--- start Extracted entries ---
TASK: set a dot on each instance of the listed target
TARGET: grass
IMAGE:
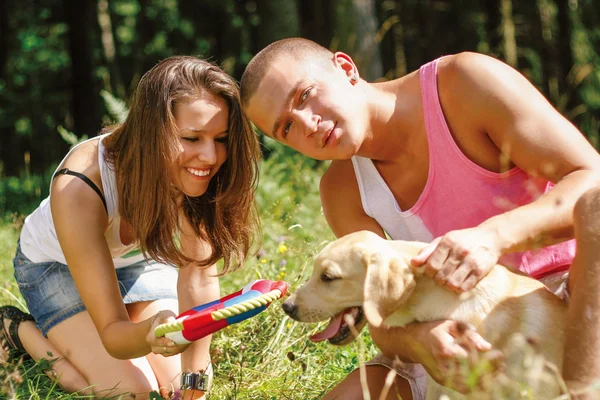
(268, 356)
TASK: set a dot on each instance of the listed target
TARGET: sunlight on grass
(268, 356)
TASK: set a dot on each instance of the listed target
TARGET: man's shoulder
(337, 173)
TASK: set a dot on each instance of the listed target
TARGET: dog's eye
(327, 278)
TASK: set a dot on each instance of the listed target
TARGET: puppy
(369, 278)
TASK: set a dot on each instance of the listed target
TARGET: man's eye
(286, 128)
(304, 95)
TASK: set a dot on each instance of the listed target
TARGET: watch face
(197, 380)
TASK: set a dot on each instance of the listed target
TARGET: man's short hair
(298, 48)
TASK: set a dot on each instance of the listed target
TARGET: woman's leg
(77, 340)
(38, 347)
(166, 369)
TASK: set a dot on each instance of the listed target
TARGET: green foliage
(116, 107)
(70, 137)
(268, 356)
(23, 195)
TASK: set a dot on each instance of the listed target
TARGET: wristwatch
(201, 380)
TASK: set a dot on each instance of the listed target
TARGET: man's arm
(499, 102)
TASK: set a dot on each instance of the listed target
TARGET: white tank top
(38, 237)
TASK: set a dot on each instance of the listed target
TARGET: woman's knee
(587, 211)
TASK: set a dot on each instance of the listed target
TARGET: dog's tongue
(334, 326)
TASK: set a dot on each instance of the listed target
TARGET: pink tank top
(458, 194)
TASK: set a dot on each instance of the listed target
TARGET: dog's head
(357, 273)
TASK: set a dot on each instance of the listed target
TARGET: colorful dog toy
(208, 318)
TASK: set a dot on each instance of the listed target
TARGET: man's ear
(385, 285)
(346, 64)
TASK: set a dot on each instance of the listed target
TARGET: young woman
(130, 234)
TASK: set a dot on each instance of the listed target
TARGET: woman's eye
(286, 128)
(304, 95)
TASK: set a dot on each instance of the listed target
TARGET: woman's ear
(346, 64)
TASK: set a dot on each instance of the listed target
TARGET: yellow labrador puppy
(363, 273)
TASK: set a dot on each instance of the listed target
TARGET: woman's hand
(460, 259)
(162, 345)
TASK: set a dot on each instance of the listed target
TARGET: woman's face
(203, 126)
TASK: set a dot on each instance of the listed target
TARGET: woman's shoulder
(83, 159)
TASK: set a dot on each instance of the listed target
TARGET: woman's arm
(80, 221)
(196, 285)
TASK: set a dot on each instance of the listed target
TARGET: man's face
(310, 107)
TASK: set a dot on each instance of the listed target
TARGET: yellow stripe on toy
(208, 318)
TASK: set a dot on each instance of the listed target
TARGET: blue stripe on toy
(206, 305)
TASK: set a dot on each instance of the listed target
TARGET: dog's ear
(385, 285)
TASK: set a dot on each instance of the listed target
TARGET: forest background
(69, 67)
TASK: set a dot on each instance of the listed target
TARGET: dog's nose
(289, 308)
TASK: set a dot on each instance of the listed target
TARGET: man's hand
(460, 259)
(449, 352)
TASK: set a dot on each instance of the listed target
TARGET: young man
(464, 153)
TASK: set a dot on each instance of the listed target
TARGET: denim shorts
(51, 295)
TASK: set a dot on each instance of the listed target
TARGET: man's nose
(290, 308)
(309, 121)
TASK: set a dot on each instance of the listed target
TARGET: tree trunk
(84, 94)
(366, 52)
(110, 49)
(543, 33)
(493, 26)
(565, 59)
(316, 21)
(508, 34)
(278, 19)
--- end Extracted entries ---
--- start Extracted entries ---
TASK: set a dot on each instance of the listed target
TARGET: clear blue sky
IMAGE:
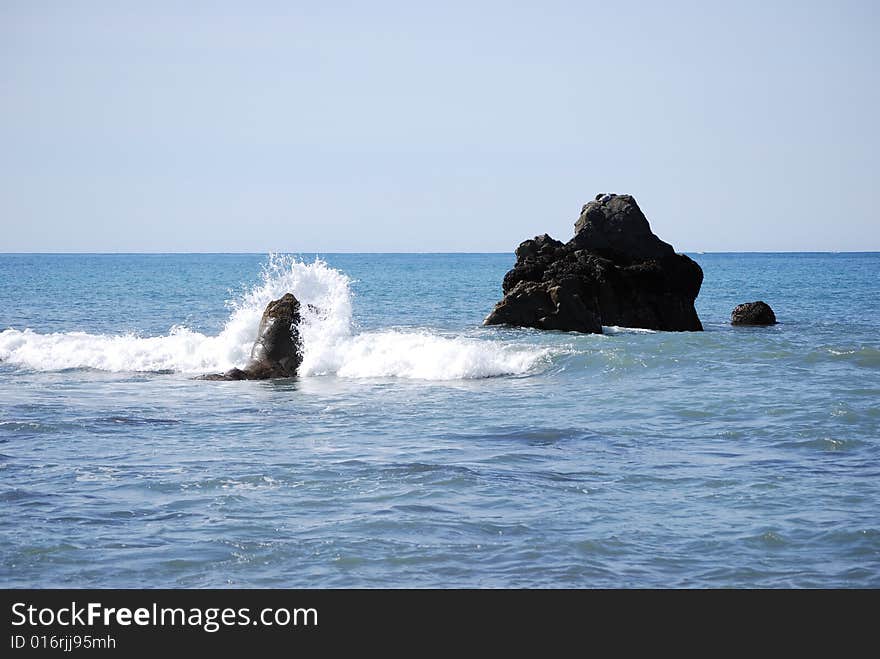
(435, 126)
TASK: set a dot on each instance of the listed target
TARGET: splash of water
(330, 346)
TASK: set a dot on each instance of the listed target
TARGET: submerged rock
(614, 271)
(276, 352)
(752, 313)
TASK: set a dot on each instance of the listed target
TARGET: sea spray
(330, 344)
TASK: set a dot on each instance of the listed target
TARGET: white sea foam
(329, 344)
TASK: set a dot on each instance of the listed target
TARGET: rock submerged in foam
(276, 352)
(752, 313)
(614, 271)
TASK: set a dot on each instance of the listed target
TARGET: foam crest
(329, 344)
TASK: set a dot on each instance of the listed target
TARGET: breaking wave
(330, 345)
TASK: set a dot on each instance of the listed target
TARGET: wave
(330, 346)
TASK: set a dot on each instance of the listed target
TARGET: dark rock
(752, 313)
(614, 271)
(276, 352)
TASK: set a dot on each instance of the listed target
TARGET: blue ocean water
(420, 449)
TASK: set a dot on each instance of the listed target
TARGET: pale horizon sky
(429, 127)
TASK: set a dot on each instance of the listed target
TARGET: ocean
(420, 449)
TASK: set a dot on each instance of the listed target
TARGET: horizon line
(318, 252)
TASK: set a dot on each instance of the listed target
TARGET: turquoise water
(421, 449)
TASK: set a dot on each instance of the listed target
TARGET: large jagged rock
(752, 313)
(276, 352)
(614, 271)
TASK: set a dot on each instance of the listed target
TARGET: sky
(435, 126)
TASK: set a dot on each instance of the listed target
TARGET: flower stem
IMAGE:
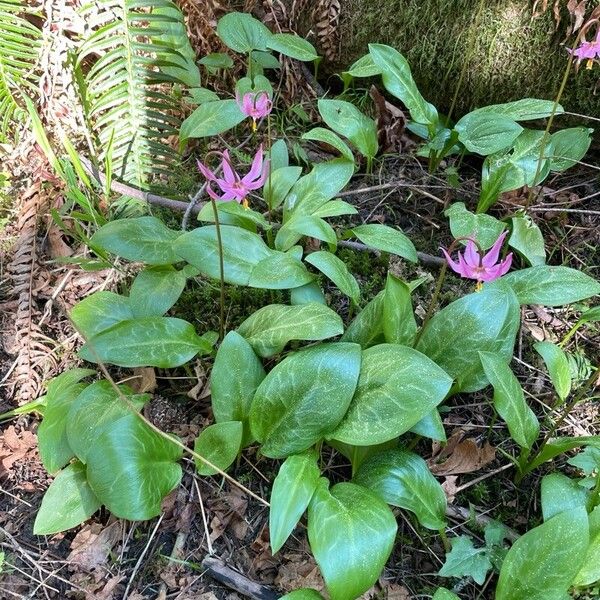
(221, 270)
--- end Extracted entries ---
= Task statement =
How many lines in the items above contain the word "horizon"? Give only the number.

= Exercise solution =
2